> _Data shown_:

— start —

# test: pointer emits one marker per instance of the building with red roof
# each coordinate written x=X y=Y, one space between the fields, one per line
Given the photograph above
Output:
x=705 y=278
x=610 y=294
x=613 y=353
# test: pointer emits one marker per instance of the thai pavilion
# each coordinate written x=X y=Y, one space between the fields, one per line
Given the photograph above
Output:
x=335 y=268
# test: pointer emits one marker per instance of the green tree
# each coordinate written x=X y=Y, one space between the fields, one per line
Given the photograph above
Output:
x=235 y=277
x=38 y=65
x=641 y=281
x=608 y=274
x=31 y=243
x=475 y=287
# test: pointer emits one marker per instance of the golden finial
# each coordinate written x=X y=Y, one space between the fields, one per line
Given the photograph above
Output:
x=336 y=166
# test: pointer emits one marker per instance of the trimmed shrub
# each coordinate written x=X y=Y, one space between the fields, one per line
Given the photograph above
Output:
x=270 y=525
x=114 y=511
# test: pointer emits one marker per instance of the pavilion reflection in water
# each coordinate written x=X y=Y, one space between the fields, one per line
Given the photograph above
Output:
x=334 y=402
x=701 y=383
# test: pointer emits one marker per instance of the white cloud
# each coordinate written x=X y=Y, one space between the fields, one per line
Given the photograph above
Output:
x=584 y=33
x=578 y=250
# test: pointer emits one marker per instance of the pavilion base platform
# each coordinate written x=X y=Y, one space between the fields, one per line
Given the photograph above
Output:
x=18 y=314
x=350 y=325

— end —

Quote the part of the records that opens with the line containing "reflection in water" and closes with the line containing "x=578 y=250", both of those lines included.

# test: pointer emits one marker per instance of the pavilion reflection in water
# each coordinate written x=X y=Y, one space between the fields, one per line
Given the photograph above
Output:
x=334 y=402
x=701 y=383
# test: pointer emits one marker per instance of the white cloud
# each coordinate written x=X y=Y, one space between the fields, one per line
Given the photograph above
Output:
x=584 y=33
x=578 y=250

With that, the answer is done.